Check each line of the data below for the string "guardrail". Then give the number of lines that have it, without anything else.

## [Material for this exercise]
====================

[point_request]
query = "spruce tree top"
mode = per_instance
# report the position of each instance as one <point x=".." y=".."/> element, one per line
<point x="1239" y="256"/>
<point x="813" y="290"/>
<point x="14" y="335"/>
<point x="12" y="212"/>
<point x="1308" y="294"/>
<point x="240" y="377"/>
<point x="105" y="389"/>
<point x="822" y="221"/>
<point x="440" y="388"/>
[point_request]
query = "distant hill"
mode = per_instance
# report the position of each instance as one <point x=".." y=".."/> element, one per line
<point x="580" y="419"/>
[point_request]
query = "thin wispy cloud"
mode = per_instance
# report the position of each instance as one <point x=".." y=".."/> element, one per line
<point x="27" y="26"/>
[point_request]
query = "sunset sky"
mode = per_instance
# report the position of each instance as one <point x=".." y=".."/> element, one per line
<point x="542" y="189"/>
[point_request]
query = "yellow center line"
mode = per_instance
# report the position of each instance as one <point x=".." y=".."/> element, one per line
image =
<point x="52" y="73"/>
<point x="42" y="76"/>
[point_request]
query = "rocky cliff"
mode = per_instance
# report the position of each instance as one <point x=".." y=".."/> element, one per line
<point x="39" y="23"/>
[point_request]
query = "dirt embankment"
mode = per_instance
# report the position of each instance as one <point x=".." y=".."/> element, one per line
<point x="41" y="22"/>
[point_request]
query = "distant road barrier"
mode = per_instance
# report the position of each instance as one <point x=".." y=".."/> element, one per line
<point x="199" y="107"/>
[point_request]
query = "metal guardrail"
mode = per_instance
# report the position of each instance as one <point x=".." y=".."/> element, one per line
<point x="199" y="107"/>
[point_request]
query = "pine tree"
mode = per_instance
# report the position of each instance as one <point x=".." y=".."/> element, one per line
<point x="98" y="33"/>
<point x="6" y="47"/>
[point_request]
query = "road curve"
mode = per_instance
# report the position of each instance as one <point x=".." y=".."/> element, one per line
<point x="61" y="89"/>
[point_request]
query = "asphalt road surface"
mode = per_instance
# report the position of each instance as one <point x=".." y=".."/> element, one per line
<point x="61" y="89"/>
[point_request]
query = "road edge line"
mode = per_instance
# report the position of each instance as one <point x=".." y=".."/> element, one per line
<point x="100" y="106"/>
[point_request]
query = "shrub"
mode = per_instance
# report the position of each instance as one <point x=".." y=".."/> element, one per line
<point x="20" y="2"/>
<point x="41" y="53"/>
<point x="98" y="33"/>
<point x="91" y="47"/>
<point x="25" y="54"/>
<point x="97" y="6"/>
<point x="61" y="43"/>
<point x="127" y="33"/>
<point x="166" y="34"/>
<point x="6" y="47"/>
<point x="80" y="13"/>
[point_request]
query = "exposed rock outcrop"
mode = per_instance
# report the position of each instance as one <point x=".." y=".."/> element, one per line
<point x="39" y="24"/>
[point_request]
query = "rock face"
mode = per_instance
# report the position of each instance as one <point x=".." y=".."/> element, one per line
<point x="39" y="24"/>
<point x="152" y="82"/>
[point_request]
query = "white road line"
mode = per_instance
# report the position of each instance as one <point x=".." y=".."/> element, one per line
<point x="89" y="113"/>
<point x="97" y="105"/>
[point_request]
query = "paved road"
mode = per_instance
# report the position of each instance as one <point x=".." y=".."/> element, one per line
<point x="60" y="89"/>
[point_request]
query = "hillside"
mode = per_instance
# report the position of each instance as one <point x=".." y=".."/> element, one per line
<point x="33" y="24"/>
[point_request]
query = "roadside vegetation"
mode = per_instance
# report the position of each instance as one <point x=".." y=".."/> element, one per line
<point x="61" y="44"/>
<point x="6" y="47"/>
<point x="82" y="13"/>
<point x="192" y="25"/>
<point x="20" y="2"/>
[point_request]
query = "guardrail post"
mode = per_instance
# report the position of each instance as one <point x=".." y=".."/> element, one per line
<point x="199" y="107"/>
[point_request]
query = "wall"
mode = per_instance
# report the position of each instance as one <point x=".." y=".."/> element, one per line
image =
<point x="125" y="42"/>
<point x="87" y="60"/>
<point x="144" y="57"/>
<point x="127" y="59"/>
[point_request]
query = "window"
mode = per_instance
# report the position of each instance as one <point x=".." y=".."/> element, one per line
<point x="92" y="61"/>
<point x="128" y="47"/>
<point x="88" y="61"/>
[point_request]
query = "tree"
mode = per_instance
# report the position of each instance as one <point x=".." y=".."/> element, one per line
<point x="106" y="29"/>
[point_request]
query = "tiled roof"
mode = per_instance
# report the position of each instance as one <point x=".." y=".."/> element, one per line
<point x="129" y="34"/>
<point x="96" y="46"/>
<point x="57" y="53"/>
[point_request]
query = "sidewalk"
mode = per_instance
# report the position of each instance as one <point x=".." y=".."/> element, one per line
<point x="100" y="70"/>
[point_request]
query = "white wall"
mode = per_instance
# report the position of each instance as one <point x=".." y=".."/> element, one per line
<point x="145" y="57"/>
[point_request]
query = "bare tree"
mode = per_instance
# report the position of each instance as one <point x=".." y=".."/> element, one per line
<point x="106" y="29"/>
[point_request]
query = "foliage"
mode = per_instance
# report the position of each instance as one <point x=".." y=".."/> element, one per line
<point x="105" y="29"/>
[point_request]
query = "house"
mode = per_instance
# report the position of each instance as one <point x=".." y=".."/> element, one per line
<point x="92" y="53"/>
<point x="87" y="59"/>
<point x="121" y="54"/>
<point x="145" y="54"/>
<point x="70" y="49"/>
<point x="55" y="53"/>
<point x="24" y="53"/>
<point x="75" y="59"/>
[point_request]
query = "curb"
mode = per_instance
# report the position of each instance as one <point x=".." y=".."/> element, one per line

====================

## [The completed task]
2